## AIM OF THE EXERCISE
Each record that comes next should be output exactly; pictures do not belong in the copy.
___ DATA TO EXAMINE ___
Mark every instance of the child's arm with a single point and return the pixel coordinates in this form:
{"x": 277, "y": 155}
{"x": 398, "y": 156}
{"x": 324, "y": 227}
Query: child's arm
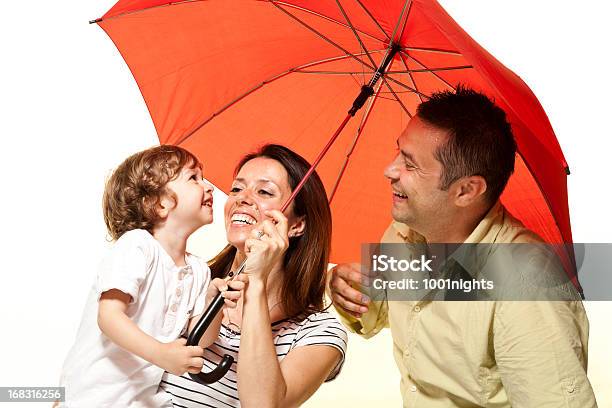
{"x": 231, "y": 297}
{"x": 174, "y": 357}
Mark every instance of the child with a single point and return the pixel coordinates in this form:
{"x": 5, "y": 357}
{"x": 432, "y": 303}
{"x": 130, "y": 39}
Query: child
{"x": 148, "y": 288}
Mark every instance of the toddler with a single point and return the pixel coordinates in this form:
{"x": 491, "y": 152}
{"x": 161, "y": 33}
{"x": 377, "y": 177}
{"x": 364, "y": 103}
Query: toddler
{"x": 149, "y": 291}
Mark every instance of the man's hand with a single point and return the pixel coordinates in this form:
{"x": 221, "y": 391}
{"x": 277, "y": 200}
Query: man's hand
{"x": 344, "y": 279}
{"x": 177, "y": 358}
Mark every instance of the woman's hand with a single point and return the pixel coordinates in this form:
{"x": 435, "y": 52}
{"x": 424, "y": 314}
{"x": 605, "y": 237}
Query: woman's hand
{"x": 267, "y": 245}
{"x": 231, "y": 290}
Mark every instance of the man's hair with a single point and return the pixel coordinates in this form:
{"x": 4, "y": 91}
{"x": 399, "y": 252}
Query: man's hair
{"x": 480, "y": 140}
{"x": 133, "y": 192}
{"x": 306, "y": 259}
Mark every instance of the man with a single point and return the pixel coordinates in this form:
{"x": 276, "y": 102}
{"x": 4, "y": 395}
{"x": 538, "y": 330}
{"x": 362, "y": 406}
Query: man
{"x": 454, "y": 160}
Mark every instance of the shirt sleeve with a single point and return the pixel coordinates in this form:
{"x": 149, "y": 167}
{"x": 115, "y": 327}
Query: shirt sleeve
{"x": 200, "y": 301}
{"x": 125, "y": 267}
{"x": 541, "y": 352}
{"x": 324, "y": 329}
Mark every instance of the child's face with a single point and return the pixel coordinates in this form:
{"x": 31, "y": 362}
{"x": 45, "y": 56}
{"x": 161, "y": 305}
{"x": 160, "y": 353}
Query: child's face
{"x": 193, "y": 200}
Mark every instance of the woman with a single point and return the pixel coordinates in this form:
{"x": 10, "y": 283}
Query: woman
{"x": 281, "y": 310}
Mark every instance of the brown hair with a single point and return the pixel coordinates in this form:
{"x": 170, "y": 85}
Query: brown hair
{"x": 306, "y": 259}
{"x": 480, "y": 140}
{"x": 133, "y": 192}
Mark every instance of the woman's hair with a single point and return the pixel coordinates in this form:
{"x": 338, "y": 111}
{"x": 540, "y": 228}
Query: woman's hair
{"x": 133, "y": 192}
{"x": 306, "y": 259}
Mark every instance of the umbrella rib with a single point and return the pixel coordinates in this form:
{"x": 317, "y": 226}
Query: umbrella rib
{"x": 362, "y": 124}
{"x": 410, "y": 75}
{"x": 170, "y": 3}
{"x": 434, "y": 50}
{"x": 432, "y": 69}
{"x": 373, "y": 19}
{"x": 397, "y": 98}
{"x": 405, "y": 22}
{"x": 425, "y": 66}
{"x": 321, "y": 35}
{"x": 384, "y": 78}
{"x": 399, "y": 20}
{"x": 260, "y": 85}
{"x": 407, "y": 87}
{"x": 324, "y": 17}
{"x": 348, "y": 21}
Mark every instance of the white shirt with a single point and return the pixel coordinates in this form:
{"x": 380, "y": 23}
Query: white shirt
{"x": 98, "y": 373}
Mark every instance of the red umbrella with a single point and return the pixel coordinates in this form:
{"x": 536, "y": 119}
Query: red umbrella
{"x": 222, "y": 76}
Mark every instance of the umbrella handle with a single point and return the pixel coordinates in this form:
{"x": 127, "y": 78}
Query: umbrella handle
{"x": 198, "y": 331}
{"x": 194, "y": 338}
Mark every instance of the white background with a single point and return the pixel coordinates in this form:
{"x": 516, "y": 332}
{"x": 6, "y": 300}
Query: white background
{"x": 70, "y": 112}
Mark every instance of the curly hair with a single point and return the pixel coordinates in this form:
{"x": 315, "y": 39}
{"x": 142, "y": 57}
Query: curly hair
{"x": 133, "y": 192}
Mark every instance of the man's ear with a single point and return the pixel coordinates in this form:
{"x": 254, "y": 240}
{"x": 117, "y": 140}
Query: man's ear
{"x": 297, "y": 228}
{"x": 468, "y": 190}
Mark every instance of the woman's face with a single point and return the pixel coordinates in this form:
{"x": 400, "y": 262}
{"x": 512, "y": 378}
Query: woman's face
{"x": 261, "y": 184}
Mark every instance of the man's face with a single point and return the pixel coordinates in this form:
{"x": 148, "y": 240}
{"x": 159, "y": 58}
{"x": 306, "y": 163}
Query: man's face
{"x": 415, "y": 177}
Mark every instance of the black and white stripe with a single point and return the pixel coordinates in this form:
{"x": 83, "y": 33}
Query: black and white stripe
{"x": 317, "y": 329}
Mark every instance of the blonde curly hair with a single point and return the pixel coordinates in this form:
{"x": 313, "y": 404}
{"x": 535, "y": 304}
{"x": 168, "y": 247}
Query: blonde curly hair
{"x": 133, "y": 192}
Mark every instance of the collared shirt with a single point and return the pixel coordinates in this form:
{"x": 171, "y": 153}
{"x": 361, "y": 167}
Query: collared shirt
{"x": 98, "y": 373}
{"x": 484, "y": 353}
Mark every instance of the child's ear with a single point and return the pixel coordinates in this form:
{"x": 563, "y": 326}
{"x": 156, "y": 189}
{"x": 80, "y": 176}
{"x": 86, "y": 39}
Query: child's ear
{"x": 166, "y": 203}
{"x": 297, "y": 228}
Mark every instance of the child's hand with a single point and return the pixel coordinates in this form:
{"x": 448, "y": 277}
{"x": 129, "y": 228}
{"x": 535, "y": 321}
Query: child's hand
{"x": 177, "y": 358}
{"x": 220, "y": 285}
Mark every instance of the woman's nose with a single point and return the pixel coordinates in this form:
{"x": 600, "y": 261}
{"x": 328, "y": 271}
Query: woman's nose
{"x": 209, "y": 188}
{"x": 244, "y": 197}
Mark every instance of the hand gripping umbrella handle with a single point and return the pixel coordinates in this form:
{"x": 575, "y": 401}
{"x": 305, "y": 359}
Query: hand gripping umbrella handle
{"x": 198, "y": 331}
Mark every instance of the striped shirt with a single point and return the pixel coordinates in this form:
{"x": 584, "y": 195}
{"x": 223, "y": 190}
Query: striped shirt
{"x": 321, "y": 328}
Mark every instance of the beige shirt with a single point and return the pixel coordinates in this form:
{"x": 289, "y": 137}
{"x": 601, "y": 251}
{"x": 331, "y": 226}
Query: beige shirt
{"x": 484, "y": 353}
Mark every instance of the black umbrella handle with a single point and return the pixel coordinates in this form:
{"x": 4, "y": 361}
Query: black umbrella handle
{"x": 198, "y": 331}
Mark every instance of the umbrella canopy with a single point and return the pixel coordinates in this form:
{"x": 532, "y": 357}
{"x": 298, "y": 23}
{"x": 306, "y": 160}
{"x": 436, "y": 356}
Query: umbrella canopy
{"x": 221, "y": 77}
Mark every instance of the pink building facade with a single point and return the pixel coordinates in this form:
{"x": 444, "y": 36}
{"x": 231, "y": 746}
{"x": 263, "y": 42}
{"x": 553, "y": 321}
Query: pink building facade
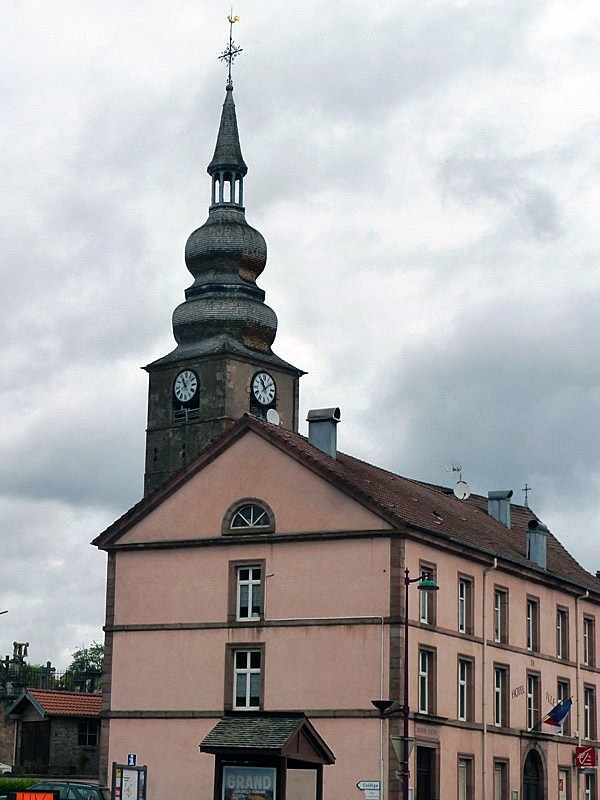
___
## OUTPUT OF THE EXERCISE
Mark every instance of the child's arm with a single point and return the pixel coordinates in this form:
{"x": 277, "y": 155}
{"x": 398, "y": 156}
{"x": 324, "y": 227}
Query: child's arm
{"x": 231, "y": 297}
{"x": 174, "y": 357}
Mark every instance of the child with a single point and return the pixel coordinates in this form:
{"x": 5, "y": 357}
{"x": 432, "y": 303}
{"x": 130, "y": 39}
Query: child
{"x": 148, "y": 288}
Mark every instance of the toddler with a single point and return the pixel coordinates in this form:
{"x": 491, "y": 152}
{"x": 161, "y": 33}
{"x": 377, "y": 177}
{"x": 364, "y": 103}
Query: toddler
{"x": 149, "y": 291}
Mark every instance of the man's hand with a single point and return the pixel coordinates in this form:
{"x": 221, "y": 391}
{"x": 277, "y": 200}
Query: man's hand
{"x": 344, "y": 279}
{"x": 177, "y": 358}
Mark every instance of the woman's hand with a single point and return the pixel coordinates in this form:
{"x": 435, "y": 52}
{"x": 424, "y": 314}
{"x": 605, "y": 237}
Query: woman's hand
{"x": 267, "y": 245}
{"x": 231, "y": 290}
Mark every instance of the man's hair with a single point and return the pixel coordinates in this form:
{"x": 4, "y": 91}
{"x": 399, "y": 252}
Query: man's hair
{"x": 480, "y": 140}
{"x": 133, "y": 192}
{"x": 306, "y": 259}
Mark every instance of the man with a single point and return the pixel coordinates in this form:
{"x": 276, "y": 102}
{"x": 4, "y": 395}
{"x": 538, "y": 330}
{"x": 362, "y": 406}
Query: man
{"x": 454, "y": 160}
Mark every instance of the shirt sleeve with a single point and return the pixel coordinates in this form:
{"x": 149, "y": 167}
{"x": 115, "y": 327}
Query: shirt sleeve
{"x": 200, "y": 301}
{"x": 125, "y": 267}
{"x": 541, "y": 352}
{"x": 324, "y": 329}
Mark every instance of the child's face with a single point and return the pixel coordinates in this form:
{"x": 31, "y": 362}
{"x": 45, "y": 56}
{"x": 161, "y": 305}
{"x": 160, "y": 353}
Query: child's face
{"x": 193, "y": 200}
Mark every instance of the woman with a single point and return the pixel coordinates in this form:
{"x": 10, "y": 283}
Query: woman
{"x": 281, "y": 310}
Mark every instance of the brown hair with a single point and return the pixel coordinates in this form:
{"x": 170, "y": 85}
Query: brown hair
{"x": 306, "y": 259}
{"x": 480, "y": 140}
{"x": 133, "y": 192}
Mark every instance of the woman's hair with a single point and return the pixel coordinates in this form:
{"x": 338, "y": 111}
{"x": 540, "y": 228}
Query: woman's hair
{"x": 133, "y": 192}
{"x": 306, "y": 259}
Mark every instance of the umbrella rib with a single point and return the pixel coordinates in this form:
{"x": 317, "y": 226}
Query: umbrella rib
{"x": 362, "y": 124}
{"x": 410, "y": 75}
{"x": 170, "y": 3}
{"x": 434, "y": 50}
{"x": 432, "y": 69}
{"x": 373, "y": 19}
{"x": 397, "y": 98}
{"x": 405, "y": 22}
{"x": 425, "y": 66}
{"x": 321, "y": 35}
{"x": 384, "y": 78}
{"x": 399, "y": 20}
{"x": 260, "y": 85}
{"x": 407, "y": 87}
{"x": 324, "y": 17}
{"x": 348, "y": 21}
Mark every instance of the white shirt with a single point and return the pixel coordinates in this form:
{"x": 380, "y": 23}
Query: white shirt
{"x": 98, "y": 373}
Mark every instance of the red umbrella with a single point and return the pixel coordinates in this form:
{"x": 536, "y": 119}
Query: red umbrella
{"x": 222, "y": 76}
Mark every instance of the umbrella handle with a single point and return the pixel coordinates in this form:
{"x": 127, "y": 78}
Query: umbrella handle
{"x": 198, "y": 331}
{"x": 194, "y": 338}
Mark every instance of the white background with a single point and return the pixel coordinates in this form:
{"x": 516, "y": 332}
{"x": 6, "y": 300}
Query: white background
{"x": 70, "y": 112}
Mark every instance of the curly hair with a single point and return the pixel coordinates in this form:
{"x": 315, "y": 39}
{"x": 142, "y": 57}
Query: curly hair
{"x": 133, "y": 192}
Mark every instance of the man's ear with a single point and return the pixel coordinates in this form:
{"x": 254, "y": 240}
{"x": 117, "y": 140}
Query: man's ear
{"x": 297, "y": 228}
{"x": 468, "y": 190}
Mark every instance of the woman's face with a single point and return the pixel coordinates in this form:
{"x": 400, "y": 262}
{"x": 512, "y": 378}
Query: woman's face
{"x": 261, "y": 184}
Mark every instance of the man's face with a single point and return the pixel coordinates in this form:
{"x": 148, "y": 240}
{"x": 159, "y": 58}
{"x": 306, "y": 163}
Query: man's face
{"x": 415, "y": 177}
Mark every instance of the black and white stripe with a single point and return the pixel coordinates in this form:
{"x": 83, "y": 33}
Query: black and white stripe
{"x": 317, "y": 329}
Mark every instance of the blonde curly hair with a single point and return the pixel coordinates in this form:
{"x": 313, "y": 404}
{"x": 535, "y": 304}
{"x": 168, "y": 247}
Query: blonde curly hair
{"x": 133, "y": 192}
Mark every instance of the collared shirt with a single point and return the pixel coordinates in this form:
{"x": 171, "y": 153}
{"x": 361, "y": 167}
Query: collared shirt
{"x": 98, "y": 373}
{"x": 484, "y": 353}
Mark every instance of the child's ear with a single point and return the pixel coordinates in this form:
{"x": 563, "y": 326}
{"x": 156, "y": 189}
{"x": 80, "y": 176}
{"x": 86, "y": 39}
Query: child's ear
{"x": 166, "y": 203}
{"x": 297, "y": 228}
Mark every instance of the child's hand with a single point and return the pixel coordinates in this form:
{"x": 448, "y": 277}
{"x": 129, "y": 228}
{"x": 535, "y": 321}
Query: child's hand
{"x": 177, "y": 358}
{"x": 220, "y": 285}
Mark every instance of the woman's nose with a single point and return the pixel coordinates in this form:
{"x": 600, "y": 261}
{"x": 328, "y": 271}
Query: woman's nose
{"x": 209, "y": 188}
{"x": 244, "y": 197}
Mark every instance of the hand gripping umbrella handle with a single point and return the pixel coordinates in this form:
{"x": 575, "y": 401}
{"x": 305, "y": 359}
Query: hand gripping umbrella handle
{"x": 198, "y": 331}
Mark every instance of the striped shirt with a single point and return the pixel coordinates in this form:
{"x": 584, "y": 195}
{"x": 223, "y": 190}
Query: striped shirt
{"x": 321, "y": 328}
Mark every instance of the beige shirt with a single point and return the pixel coordinates in this form:
{"x": 289, "y": 137}
{"x": 601, "y": 251}
{"x": 331, "y": 226}
Query: beige shirt
{"x": 484, "y": 353}
Mark every instance of the black umbrella handle with a single point and return the pixel coordinates in this form:
{"x": 4, "y": 361}
Query: black umbrella handle
{"x": 198, "y": 331}
Mark every instance of the umbrella canopy with a single point and return the pixel coordinates in this form:
{"x": 532, "y": 357}
{"x": 298, "y": 23}
{"x": 306, "y": 160}
{"x": 436, "y": 356}
Query: umbrella canopy
{"x": 221, "y": 77}
Mark every instance of the pink building facade with a single point and return the pixel coordinates in this form:
{"x": 444, "y": 36}
{"x": 231, "y": 746}
{"x": 263, "y": 42}
{"x": 553, "y": 321}
Query: pink building facade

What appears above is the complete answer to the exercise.